- _Textauszug_
++++++++

Sauerbrutbekämpfungsstrategie
Vor einigen Jahren wurde, wohl unter dem Einfluss der allgemeinen Hysterie um die Vogel- und Schweinegrippe, die Sauerbrut, eine bislang rel. harmlose Brutkrankheit der Bienen, in der Bekämpfungsstrategie mit der gefährlicheren Faulbrut gleichgestellt. Kleinster Befall bedeutete damit die Abtötung des Volkes, oder Befall von mehr als der Hälfte des Bienenstandes die Ausmerzung aller, auch der gesunden Bienenvölker, je nach Auslegung des Bieneninspektors.
Für erfahrene Imker ist diese Strategie unverständlich, weiss man doch, dass ein kleiner Befall in der Regel sich selbst ausheilt. Bei stärkerem Befall können die entsprechenden Brutwaben entsorgt, oder das ganze Volk auf Neubau gesetzt werden. Dass ein Bienenvolk wegen Sauerbrutbefall abgestorben ist, konnte mir bis heute niemand bestätigen.

++++++++

Bildgestützte Zeigedaten:
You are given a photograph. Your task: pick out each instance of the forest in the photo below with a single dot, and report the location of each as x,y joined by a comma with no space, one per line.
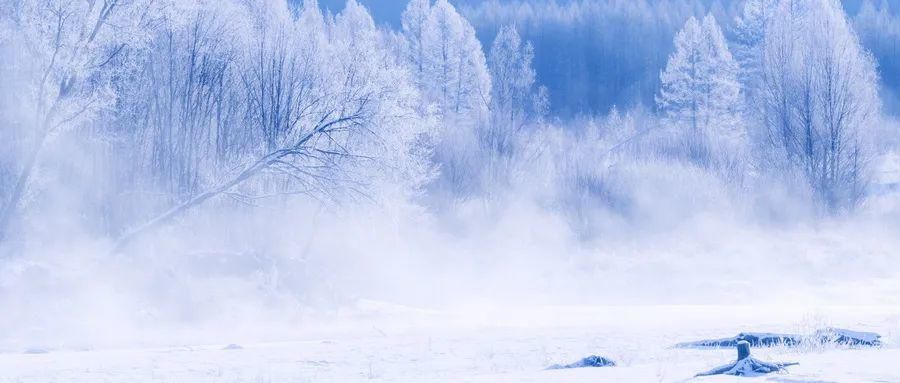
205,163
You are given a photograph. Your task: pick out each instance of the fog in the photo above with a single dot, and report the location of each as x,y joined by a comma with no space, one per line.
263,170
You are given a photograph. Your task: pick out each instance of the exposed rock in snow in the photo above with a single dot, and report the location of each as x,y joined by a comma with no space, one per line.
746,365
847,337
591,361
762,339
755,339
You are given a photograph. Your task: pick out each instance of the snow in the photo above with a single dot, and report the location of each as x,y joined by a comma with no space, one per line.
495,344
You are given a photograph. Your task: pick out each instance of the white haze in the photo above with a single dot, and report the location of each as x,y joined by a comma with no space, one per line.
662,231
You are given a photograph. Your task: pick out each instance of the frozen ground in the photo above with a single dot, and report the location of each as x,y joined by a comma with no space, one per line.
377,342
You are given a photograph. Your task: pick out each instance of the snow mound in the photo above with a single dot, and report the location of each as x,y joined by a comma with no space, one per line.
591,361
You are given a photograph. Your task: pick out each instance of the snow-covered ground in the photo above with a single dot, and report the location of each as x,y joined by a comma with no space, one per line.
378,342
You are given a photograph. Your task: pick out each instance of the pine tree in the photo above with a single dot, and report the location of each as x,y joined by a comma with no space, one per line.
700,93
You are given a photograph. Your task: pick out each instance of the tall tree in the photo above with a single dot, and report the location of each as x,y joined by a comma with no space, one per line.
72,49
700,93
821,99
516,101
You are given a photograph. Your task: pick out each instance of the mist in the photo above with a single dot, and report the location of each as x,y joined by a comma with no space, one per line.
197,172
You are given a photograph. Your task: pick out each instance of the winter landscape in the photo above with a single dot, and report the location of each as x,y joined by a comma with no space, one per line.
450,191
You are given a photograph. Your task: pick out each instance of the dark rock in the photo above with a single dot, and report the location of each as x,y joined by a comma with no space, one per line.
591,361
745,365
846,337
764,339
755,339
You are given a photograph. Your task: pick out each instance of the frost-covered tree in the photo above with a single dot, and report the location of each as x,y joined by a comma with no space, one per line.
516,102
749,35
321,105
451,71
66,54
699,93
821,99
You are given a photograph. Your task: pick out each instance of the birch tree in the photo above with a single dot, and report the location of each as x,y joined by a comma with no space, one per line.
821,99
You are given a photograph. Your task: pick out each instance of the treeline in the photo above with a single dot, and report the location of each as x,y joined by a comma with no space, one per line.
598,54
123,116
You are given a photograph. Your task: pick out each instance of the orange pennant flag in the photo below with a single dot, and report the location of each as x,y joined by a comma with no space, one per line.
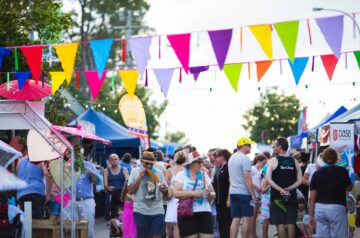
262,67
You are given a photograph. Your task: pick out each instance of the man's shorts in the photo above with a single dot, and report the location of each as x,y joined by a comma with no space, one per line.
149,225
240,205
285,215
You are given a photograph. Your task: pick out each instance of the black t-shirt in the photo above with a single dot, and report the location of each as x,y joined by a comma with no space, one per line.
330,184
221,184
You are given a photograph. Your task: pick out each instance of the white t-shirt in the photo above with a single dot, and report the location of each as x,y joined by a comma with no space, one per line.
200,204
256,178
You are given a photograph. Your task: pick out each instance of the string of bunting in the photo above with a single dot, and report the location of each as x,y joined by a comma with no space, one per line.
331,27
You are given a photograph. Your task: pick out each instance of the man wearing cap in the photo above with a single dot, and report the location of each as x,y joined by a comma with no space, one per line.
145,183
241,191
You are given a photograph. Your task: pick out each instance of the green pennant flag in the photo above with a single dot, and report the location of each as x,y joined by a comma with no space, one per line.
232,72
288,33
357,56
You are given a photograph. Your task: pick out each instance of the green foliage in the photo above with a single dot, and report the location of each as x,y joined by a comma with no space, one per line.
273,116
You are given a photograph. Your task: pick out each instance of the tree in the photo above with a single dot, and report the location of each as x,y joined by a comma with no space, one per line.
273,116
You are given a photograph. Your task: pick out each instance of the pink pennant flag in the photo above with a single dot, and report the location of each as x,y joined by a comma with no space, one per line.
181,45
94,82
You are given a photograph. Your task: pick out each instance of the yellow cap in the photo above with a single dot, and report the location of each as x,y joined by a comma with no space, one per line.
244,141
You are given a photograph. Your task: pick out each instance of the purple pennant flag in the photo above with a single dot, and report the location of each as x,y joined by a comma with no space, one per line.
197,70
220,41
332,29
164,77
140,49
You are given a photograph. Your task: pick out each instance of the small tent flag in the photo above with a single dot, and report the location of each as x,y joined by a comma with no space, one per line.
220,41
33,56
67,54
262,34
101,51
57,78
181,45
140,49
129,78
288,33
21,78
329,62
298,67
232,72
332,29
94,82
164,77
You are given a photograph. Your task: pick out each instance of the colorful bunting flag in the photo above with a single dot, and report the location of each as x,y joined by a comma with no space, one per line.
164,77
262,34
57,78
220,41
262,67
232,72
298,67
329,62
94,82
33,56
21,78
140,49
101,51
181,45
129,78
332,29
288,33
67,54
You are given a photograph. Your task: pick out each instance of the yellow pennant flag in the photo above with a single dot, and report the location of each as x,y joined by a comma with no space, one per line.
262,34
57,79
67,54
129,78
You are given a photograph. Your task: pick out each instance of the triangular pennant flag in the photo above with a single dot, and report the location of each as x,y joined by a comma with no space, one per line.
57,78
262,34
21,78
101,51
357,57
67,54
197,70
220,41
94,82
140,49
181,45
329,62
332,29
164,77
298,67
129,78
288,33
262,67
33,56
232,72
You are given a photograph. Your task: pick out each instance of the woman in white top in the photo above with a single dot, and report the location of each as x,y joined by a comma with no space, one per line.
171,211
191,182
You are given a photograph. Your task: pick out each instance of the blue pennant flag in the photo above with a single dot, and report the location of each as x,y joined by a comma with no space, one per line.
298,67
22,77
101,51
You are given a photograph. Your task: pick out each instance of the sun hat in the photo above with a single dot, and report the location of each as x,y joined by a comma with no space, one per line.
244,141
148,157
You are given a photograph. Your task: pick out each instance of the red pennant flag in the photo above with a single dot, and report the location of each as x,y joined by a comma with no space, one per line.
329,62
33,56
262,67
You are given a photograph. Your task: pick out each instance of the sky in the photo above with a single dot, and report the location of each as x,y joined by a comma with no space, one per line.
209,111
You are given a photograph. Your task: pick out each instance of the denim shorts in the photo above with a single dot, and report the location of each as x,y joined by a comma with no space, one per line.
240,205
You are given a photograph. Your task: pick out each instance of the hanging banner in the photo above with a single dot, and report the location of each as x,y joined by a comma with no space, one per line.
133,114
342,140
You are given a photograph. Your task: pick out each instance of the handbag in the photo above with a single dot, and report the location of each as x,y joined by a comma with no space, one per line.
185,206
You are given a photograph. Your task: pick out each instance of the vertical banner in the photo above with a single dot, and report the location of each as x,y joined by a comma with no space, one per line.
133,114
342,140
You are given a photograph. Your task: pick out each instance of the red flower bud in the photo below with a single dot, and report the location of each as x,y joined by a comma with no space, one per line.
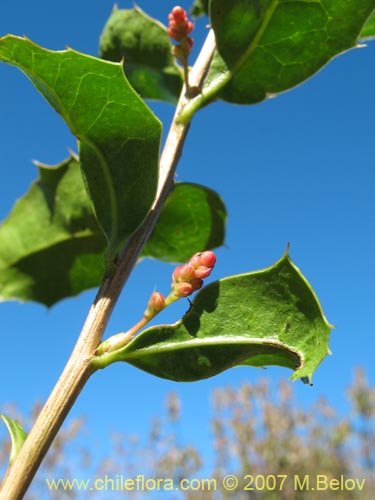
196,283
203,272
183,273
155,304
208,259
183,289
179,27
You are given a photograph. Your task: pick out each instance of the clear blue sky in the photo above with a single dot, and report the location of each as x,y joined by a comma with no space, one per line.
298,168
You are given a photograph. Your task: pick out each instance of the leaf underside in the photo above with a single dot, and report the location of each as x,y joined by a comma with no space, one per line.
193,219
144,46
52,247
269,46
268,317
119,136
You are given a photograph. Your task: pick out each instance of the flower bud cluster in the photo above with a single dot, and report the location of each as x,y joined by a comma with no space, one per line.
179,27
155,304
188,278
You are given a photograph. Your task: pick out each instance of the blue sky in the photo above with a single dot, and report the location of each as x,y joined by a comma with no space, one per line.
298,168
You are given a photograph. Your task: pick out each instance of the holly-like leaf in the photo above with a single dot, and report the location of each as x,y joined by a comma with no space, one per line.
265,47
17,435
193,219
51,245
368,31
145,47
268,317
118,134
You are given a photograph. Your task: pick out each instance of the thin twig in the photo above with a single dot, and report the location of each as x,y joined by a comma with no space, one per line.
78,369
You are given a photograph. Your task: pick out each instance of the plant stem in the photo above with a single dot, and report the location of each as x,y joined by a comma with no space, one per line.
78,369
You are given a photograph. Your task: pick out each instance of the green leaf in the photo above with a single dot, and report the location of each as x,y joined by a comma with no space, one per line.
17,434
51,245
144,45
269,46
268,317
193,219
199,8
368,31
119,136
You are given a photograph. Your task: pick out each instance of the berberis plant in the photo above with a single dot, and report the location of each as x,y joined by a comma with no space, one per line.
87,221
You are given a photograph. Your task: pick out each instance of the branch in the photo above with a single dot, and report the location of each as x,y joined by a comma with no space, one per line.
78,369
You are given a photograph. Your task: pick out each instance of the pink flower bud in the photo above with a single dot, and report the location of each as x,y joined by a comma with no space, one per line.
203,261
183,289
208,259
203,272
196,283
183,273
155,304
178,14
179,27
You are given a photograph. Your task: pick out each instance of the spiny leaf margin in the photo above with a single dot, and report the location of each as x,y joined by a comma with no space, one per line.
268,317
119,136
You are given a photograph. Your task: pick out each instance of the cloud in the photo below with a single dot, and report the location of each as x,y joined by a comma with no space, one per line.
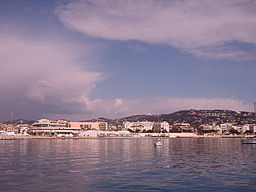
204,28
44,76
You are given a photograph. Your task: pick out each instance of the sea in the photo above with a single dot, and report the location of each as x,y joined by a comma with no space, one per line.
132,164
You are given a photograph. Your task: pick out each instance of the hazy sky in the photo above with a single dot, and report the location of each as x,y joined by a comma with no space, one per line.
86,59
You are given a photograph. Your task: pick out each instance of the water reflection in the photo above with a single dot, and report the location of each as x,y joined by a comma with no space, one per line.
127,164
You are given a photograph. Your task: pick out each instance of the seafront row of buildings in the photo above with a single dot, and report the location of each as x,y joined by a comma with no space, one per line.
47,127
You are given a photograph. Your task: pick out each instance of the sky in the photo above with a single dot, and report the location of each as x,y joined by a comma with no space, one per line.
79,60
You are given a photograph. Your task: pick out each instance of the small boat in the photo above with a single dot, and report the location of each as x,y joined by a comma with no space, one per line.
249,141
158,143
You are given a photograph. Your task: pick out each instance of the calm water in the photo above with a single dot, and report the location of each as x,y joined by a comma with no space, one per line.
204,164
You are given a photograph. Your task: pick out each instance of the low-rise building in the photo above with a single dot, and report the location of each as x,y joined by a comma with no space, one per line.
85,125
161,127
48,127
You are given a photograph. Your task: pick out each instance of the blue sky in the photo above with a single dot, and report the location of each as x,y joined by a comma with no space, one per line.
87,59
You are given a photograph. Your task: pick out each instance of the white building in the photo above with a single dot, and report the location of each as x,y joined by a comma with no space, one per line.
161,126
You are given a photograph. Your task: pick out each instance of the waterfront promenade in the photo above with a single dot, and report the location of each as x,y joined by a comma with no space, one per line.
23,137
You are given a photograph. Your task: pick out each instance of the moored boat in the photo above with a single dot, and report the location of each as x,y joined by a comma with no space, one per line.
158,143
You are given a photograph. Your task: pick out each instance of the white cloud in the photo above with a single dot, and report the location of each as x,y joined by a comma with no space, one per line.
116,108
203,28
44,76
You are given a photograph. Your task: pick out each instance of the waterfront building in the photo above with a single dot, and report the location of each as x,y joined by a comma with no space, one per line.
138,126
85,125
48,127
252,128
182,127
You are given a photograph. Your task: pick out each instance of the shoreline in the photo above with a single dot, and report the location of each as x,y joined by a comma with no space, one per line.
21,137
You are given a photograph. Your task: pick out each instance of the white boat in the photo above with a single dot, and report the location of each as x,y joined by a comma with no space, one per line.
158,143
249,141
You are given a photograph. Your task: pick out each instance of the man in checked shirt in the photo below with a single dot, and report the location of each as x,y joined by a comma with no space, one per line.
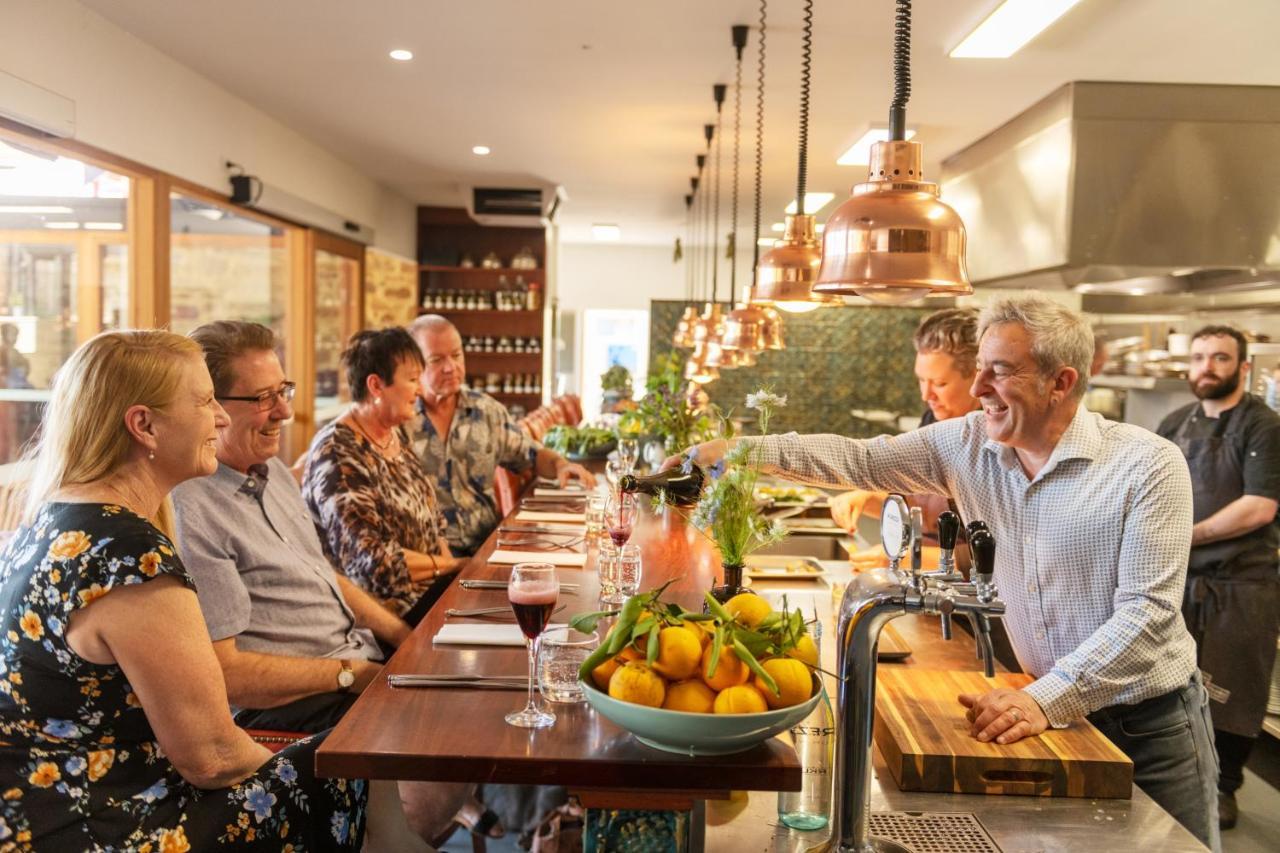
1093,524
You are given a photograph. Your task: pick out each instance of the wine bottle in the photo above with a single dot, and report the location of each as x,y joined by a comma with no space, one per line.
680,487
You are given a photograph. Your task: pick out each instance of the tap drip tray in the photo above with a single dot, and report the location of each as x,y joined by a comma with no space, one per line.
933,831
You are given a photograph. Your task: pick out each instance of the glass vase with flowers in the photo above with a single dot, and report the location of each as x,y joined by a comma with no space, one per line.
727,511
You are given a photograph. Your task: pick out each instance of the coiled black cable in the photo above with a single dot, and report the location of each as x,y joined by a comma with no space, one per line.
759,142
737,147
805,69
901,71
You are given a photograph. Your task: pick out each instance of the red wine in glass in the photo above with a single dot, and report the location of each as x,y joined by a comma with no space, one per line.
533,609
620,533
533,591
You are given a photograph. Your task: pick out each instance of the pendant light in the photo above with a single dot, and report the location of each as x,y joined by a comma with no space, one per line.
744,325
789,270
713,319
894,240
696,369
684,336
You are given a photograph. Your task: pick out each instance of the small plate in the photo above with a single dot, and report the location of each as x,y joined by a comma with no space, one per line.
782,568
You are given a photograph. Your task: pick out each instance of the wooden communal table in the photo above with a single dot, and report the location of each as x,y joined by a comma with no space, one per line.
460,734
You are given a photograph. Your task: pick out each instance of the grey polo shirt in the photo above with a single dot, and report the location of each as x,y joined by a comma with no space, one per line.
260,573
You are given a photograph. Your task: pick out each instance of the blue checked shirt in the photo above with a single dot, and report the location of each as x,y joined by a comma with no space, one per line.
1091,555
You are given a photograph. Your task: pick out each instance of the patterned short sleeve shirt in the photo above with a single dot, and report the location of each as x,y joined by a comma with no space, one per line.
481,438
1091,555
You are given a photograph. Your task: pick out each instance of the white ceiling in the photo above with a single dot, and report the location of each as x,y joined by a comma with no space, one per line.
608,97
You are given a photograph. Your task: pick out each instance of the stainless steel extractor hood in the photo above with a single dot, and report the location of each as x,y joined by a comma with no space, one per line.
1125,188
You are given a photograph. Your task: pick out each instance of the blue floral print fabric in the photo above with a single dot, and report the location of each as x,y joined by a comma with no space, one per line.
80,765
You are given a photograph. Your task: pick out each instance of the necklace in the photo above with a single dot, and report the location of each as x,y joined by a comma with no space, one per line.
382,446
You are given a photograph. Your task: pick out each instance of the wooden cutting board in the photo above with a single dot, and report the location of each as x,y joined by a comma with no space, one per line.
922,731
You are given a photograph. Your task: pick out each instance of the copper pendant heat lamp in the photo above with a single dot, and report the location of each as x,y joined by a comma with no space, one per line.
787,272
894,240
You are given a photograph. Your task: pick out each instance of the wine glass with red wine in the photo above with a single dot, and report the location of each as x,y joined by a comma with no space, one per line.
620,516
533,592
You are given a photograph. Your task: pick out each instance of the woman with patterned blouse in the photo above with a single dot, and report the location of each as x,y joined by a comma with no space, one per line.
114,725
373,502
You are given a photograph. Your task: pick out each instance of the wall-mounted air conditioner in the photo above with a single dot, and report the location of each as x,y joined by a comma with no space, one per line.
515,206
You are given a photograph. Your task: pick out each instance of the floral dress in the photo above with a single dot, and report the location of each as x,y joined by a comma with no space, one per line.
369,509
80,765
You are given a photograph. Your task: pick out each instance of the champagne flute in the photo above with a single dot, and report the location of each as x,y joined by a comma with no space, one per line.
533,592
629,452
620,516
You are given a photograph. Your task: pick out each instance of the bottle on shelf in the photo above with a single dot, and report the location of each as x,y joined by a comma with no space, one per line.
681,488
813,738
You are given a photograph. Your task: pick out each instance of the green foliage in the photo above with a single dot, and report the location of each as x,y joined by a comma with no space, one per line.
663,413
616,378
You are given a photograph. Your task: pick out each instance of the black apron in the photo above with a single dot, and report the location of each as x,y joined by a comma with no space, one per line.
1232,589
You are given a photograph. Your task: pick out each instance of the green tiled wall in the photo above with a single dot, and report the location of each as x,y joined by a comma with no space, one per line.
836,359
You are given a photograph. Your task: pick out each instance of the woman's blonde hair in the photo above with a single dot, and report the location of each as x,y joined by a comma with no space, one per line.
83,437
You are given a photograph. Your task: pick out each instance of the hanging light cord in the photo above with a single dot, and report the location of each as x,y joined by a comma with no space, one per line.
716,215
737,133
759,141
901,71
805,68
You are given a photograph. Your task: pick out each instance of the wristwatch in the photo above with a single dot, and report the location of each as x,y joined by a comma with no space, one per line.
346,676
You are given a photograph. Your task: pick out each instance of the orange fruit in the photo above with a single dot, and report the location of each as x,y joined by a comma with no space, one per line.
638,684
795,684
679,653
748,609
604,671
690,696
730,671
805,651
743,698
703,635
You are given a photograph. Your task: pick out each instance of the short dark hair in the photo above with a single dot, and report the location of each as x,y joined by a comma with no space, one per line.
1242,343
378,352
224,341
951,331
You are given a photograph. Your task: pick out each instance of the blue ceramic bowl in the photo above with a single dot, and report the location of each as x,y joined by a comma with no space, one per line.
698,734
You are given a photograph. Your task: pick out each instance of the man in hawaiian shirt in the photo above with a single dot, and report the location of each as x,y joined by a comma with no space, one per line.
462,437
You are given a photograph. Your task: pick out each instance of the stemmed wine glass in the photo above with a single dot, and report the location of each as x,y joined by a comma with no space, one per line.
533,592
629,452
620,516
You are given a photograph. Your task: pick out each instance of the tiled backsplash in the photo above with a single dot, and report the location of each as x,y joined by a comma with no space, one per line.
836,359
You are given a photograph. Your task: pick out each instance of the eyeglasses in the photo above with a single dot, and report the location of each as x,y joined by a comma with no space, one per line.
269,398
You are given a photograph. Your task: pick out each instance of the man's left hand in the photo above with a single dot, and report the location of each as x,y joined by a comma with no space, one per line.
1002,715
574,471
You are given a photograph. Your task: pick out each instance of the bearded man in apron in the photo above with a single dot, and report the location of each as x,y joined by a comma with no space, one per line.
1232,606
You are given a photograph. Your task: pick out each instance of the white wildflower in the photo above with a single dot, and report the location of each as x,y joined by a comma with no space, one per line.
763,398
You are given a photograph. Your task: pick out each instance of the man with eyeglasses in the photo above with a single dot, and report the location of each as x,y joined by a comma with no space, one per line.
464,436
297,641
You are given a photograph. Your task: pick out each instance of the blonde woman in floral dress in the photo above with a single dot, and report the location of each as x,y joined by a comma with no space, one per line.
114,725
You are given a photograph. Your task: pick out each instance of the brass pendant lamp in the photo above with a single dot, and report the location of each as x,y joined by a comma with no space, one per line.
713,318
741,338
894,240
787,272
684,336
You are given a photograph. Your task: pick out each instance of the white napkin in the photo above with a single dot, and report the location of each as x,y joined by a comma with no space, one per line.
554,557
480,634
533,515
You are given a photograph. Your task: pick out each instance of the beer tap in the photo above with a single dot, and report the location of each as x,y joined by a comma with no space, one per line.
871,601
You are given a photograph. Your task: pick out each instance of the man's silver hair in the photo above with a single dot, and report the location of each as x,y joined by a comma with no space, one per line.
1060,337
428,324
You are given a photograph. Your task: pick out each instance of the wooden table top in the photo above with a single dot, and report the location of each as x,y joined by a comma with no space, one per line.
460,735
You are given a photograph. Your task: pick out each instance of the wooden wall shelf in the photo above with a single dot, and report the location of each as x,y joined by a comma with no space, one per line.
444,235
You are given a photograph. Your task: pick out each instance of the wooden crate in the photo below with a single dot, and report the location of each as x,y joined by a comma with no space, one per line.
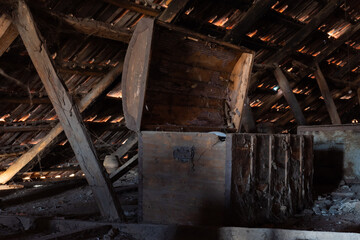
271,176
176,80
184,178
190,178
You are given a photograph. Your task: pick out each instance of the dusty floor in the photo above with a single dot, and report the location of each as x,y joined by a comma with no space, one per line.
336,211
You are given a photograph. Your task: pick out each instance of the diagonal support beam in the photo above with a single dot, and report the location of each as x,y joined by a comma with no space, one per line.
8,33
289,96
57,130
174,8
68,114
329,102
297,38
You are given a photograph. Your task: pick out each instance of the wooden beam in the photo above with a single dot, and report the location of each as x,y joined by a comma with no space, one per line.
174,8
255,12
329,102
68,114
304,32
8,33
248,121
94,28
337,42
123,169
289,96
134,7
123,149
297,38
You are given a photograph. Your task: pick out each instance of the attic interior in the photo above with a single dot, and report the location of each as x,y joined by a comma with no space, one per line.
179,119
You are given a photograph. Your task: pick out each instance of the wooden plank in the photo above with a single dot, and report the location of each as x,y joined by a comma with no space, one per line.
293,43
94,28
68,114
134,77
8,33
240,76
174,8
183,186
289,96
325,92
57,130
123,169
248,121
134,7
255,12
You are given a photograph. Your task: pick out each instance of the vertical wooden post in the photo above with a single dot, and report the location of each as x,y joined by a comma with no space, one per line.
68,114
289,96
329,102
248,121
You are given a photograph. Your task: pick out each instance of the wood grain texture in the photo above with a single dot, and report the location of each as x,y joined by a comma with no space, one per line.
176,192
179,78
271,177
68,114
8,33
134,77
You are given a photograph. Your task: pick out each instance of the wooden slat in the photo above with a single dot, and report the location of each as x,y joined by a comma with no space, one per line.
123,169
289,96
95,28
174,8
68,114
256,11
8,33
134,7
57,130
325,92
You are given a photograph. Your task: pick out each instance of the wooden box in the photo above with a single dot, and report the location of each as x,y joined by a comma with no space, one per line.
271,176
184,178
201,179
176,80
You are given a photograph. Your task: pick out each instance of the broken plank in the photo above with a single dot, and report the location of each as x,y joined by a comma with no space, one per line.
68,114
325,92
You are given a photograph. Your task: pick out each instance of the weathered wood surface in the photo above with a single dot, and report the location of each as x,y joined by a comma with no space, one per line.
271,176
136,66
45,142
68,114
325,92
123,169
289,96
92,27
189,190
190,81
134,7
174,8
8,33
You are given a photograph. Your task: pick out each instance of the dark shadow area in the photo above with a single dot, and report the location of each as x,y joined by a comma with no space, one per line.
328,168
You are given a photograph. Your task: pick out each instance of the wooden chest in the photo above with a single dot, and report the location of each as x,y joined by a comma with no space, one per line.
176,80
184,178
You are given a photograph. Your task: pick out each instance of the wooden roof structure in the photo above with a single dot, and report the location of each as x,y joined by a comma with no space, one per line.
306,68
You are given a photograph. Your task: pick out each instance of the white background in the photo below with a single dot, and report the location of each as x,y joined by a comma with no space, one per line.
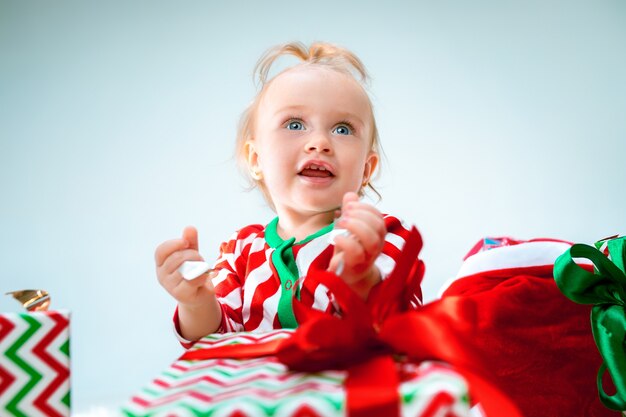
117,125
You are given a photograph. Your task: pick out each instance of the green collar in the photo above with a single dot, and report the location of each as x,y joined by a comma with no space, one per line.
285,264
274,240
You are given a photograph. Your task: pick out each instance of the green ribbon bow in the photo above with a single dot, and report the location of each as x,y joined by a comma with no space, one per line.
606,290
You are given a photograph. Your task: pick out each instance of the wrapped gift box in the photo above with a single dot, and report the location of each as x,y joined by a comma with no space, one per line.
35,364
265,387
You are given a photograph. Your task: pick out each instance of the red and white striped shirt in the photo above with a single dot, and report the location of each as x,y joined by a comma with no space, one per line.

++++++++

- _Arbeitsaufträge_
• a. Prüfen Sie anhand des Textes zur Sauerbrutbekämpfung, ob diese Aussagen zutreffen: (i) Die Sauerbrut wurde in der Bekämpfungsstrategie der Faulbrut gleichgestellt. (ii) Ein kleiner Befall heilt in der Regel nicht von selbst aus. (iii) Im Text wird ein bestätigter Fall genannt, in dem ein Bienenvolk an Sauerbrut abgestorben ist. Antworten Sie jeweils mit Ja oder Nein und zitieren Sie die entscheidende Stelle wörtlich.
• b. Welche beiden Maßnahmen nennt der Text zur Sauerbrutbekämpfung für einen stärkeren Befall?
Die Datensätze sind ein eigenständiges Material.

- _Gelöste Aufgaben_
• a.
(i) Ja: „in der Bekämpfungsstrategie mit der gefährlicheren Faulbrut gleichgestellt“
(ii) Nein: „dass ein kleiner Befall in der Regel sich selbst ausheilt“
(iii) Nein: „Dass ein Bienenvolk wegen Sauerbrutbefall abgestorben ist, konnte mir bis heute niemand bestätigen.“

• b. Die entsprechenden Brutwaben entsorgen oder das ganze Volk auf Neubau setzen.